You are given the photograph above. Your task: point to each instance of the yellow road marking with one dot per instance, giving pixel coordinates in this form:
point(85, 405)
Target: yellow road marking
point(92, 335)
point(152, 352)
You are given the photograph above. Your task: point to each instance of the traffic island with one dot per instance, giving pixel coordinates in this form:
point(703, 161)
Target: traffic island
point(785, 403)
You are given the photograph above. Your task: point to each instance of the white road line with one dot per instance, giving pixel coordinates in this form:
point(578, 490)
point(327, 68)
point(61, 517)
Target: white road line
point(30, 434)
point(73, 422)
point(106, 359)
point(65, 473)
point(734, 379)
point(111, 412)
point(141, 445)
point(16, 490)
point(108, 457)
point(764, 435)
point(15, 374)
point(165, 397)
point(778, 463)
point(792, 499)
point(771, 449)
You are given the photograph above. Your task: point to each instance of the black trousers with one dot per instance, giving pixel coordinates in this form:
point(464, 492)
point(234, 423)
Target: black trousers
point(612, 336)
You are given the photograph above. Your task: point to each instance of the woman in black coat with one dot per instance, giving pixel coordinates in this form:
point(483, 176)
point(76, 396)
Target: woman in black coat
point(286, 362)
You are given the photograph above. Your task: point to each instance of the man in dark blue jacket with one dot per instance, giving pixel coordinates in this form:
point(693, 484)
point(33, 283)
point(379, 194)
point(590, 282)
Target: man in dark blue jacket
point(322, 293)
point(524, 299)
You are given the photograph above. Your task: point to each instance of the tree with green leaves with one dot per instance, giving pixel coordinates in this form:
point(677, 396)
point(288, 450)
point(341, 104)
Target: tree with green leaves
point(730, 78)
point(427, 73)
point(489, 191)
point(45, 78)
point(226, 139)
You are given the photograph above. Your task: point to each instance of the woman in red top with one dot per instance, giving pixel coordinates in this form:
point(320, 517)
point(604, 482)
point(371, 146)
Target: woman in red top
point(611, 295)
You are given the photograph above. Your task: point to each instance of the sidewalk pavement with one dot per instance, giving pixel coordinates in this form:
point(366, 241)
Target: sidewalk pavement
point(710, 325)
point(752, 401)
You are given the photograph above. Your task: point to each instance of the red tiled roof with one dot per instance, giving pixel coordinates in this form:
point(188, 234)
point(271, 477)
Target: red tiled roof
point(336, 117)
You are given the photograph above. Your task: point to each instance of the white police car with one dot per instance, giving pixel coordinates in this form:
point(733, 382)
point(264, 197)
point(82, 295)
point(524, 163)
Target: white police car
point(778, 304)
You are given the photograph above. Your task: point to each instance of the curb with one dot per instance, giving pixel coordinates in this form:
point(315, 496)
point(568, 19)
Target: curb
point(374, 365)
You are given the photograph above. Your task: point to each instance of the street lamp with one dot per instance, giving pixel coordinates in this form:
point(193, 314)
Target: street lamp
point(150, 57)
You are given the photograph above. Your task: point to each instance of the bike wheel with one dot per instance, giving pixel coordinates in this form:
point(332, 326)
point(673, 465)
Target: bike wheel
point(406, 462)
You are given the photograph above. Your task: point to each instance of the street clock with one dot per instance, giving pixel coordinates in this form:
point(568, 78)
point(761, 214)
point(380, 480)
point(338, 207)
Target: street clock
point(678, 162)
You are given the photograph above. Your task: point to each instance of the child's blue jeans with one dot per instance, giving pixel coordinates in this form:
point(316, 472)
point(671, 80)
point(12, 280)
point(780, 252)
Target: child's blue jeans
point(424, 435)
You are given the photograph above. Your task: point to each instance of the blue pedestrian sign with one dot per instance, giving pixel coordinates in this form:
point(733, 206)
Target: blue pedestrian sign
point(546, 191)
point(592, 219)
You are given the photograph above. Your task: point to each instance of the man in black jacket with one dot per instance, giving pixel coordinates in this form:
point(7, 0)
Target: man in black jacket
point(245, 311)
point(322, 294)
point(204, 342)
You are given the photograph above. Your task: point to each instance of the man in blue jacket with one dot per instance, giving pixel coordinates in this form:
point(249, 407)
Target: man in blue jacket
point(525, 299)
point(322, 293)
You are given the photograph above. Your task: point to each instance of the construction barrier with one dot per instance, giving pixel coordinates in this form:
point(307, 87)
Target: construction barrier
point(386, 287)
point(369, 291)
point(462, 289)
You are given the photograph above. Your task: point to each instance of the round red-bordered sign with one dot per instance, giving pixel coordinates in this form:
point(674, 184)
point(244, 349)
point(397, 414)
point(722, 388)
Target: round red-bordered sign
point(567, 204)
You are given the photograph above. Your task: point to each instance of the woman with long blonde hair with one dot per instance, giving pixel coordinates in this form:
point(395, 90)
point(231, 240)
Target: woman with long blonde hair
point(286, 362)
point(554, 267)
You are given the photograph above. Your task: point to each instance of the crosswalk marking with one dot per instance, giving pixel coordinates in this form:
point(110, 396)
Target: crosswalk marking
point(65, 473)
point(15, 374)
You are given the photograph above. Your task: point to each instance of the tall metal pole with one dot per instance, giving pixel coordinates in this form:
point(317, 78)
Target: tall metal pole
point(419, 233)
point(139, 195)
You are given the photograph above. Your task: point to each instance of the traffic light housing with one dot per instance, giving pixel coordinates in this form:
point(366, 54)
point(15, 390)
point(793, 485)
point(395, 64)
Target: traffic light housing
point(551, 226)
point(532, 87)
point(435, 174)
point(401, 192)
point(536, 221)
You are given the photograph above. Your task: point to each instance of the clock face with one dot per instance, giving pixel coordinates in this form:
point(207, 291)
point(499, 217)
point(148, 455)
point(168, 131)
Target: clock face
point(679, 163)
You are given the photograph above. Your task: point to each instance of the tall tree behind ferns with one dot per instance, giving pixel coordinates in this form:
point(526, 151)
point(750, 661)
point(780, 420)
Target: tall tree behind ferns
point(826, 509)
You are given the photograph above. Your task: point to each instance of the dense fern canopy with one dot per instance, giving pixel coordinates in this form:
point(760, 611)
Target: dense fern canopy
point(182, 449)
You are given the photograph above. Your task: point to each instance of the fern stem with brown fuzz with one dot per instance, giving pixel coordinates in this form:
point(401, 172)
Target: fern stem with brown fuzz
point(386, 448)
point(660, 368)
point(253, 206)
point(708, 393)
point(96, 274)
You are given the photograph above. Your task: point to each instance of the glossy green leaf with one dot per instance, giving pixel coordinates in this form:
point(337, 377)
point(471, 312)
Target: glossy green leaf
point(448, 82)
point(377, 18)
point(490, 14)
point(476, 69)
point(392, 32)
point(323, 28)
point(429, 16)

*WORK INSTRUCTIONS*
Output all of the material, please, exactly as it stands.

*ANSWER*
You are given the photograph above. Your task: point to each instance of the yellow road marking with one dot per instance, giving pixel coordinates in this form:
point(85, 405)
Target: yellow road marking
point(92, 335)
point(152, 352)
You are given the photograph above. Your task: point to each instance of the traffic island with one dot per instance, giving pixel coordinates in this form:
point(703, 161)
Target: traffic island
point(785, 403)
You are given the photograph above. Your task: point to each instance of the white road line with one dot per instance, giving pixel coordinates in this form:
point(578, 490)
point(327, 68)
point(61, 517)
Target: white road line
point(30, 434)
point(73, 422)
point(106, 359)
point(65, 473)
point(734, 379)
point(111, 412)
point(141, 445)
point(16, 490)
point(108, 457)
point(764, 435)
point(15, 374)
point(165, 397)
point(778, 463)
point(792, 499)
point(771, 449)
You are given the photograph above. Your task: point to each instance of the black trousers with one dot per instance, giving pixel coordinates in this form:
point(464, 492)
point(234, 423)
Target: black trousers
point(612, 336)
You are given the photograph above. Your task: point to each instance of the woman in black coat with one dot per instance, giving pixel coordinates in this form:
point(483, 176)
point(76, 396)
Target: woman in black coat
point(286, 362)
You are given the photograph above. Your task: point to each instance of the man in dark blue jacket with one dot per instance, giving pixel coordinates in this form:
point(693, 484)
point(33, 283)
point(379, 194)
point(590, 282)
Target: man in dark blue jacket
point(322, 293)
point(524, 299)
You are given the photograph above. Your task: point to each instance of the tree with green leaves with one dot per instance, giving pixel coordinates in this form:
point(677, 396)
point(288, 450)
point(341, 104)
Target: tree with green leaves
point(730, 78)
point(427, 73)
point(489, 191)
point(45, 78)
point(226, 139)
You are given the photograph above. Your task: point to each instance of the woman in red top with one dot per instance, giving pixel coordinates in this form:
point(320, 517)
point(604, 482)
point(371, 146)
Target: woman in red top
point(611, 295)
You are given the photograph above. Your task: point to each instance of the sidewalk pavement with one dot per instance, giving pixel coordinates in this form:
point(366, 241)
Target: sidewalk pavement
point(710, 325)
point(752, 401)
You are given the photograph above. Your task: point to each instance of the red tiled roof with one dot per instance, giving pixel coordinates in this form:
point(188, 234)
point(271, 477)
Target: red tiled roof
point(336, 117)
You are given the photograph above. Your task: point to each instance of the white police car with one dot per instance, giving pixel coordinates in this form:
point(733, 382)
point(264, 197)
point(82, 295)
point(524, 163)
Target: white police car
point(778, 304)
You are given the photograph above. Your task: point to each instance of the curb with one dot per instance, giving pixel coordinates in this form:
point(315, 496)
point(568, 19)
Target: curb
point(374, 365)
You are given the photograph above. Your task: point to each instance of the street lamp with one dot per instance, giving pixel coordinates in this form:
point(193, 314)
Target: street lamp
point(150, 57)
You are given the photograph above. Your task: point to each instance of the bike wheel with one dot per instance, giving pixel coordinates in this form:
point(332, 326)
point(673, 465)
Target: bike wheel
point(406, 462)
You are given the photograph above. Your task: point to each instance of the street clock with one dot per instance, giving pixel coordinates in this form:
point(568, 78)
point(761, 214)
point(380, 480)
point(338, 207)
Target: street clock
point(678, 162)
You are given the photograph above. Your task: point to each instance of the child's blue jeans with one dot per instance, giving pixel coordinates in this form:
point(316, 472)
point(671, 80)
point(12, 280)
point(780, 252)
Target: child's blue jeans
point(424, 435)
You are given the photograph above. Your task: point to each instance of the blue pedestrian sign with one dot per instance, giving pixel coordinates in this form:
point(733, 206)
Target: blue pedestrian sign
point(546, 191)
point(592, 219)
You are given the photograph above. Your task: point to each instance of the man in black jacket with one dot per instance, giving pixel coordinates in this form:
point(7, 0)
Target: man in black jacket
point(245, 311)
point(322, 294)
point(204, 342)
You are given the photograph above. Your task: point to each instance of the man in blue jacket with one dot per instance, giving pixel coordinates in this form:
point(249, 407)
Target: man in blue jacket
point(525, 299)
point(322, 293)
You are given the photograph above. Your task: point to each instance of the construction barrier with one dot per instance, giving pixel coordinates in this form:
point(307, 87)
Target: construction barrier
point(386, 287)
point(369, 291)
point(462, 289)
You are given the photograph above. Your task: point to each instance of the round red-bordered sign with one dot per instance, giving pixel coordinates in this form:
point(674, 184)
point(244, 349)
point(397, 414)
point(722, 388)
Target: round red-bordered sign
point(567, 204)
You are given the photograph above. Your task: point to each instance of the woman with long blonde hair with one dot per instance, giving pixel coordinates in this form:
point(395, 90)
point(231, 240)
Target: woman with long blonde hair
point(286, 362)
point(554, 267)
You are given the photograph above. Your task: point to each instance of the crosswalk marking with one dot per instance, giving pixel coordinates in this form:
point(110, 396)
Target: crosswalk marking
point(65, 473)
point(15, 374)
You are given the photograph above. Your task: point to each instance of the tall metal pole with one dot per instance, giving pixel coordinates in this form:
point(317, 78)
Target: tall metal pole
point(419, 233)
point(139, 195)
You are given the photograph above. Your task: point to each instance of the traffic light housing with one dot per instance, giving pixel coordinates in this form:
point(366, 54)
point(15, 390)
point(793, 485)
point(395, 64)
Target: traffic light housing
point(551, 226)
point(532, 87)
point(435, 174)
point(401, 192)
point(536, 221)
You are given the photograph above. Your task: point to each instance of the clock face with one dot per instance, giving pixel coordinates in this form:
point(207, 291)
point(499, 217)
point(148, 455)
point(168, 131)
Target: clock face
point(679, 163)
You are given the photograph above. Your task: point to each instance of the tall tree behind ferns with one dot per instance, giving pixel coordinates in this form:
point(526, 151)
point(750, 661)
point(780, 420)
Target: tall tree behind ferns
point(826, 509)
You are given the photograph above. Your task: point to each instance of the dense fern canopy with one dot per instance, giving pixel coordinates in this form:
point(760, 611)
Target: dense fern canopy
point(182, 449)
You are given the photograph above. Your task: point to each instance of the fern stem with brown fuzz with one dot per instance, giving pixel coordinates in this form:
point(401, 172)
Target: fern stem with brown fuzz
point(386, 448)
point(660, 368)
point(253, 206)
point(708, 393)
point(96, 274)
You are given the photograph above. Your task: point to each instance of the glossy green leaf with one dot per instance, giving pixel coordinates in this form:
point(337, 377)
point(471, 312)
Target: glossy green leaf
point(448, 82)
point(377, 18)
point(490, 14)
point(476, 69)
point(392, 32)
point(323, 28)
point(429, 16)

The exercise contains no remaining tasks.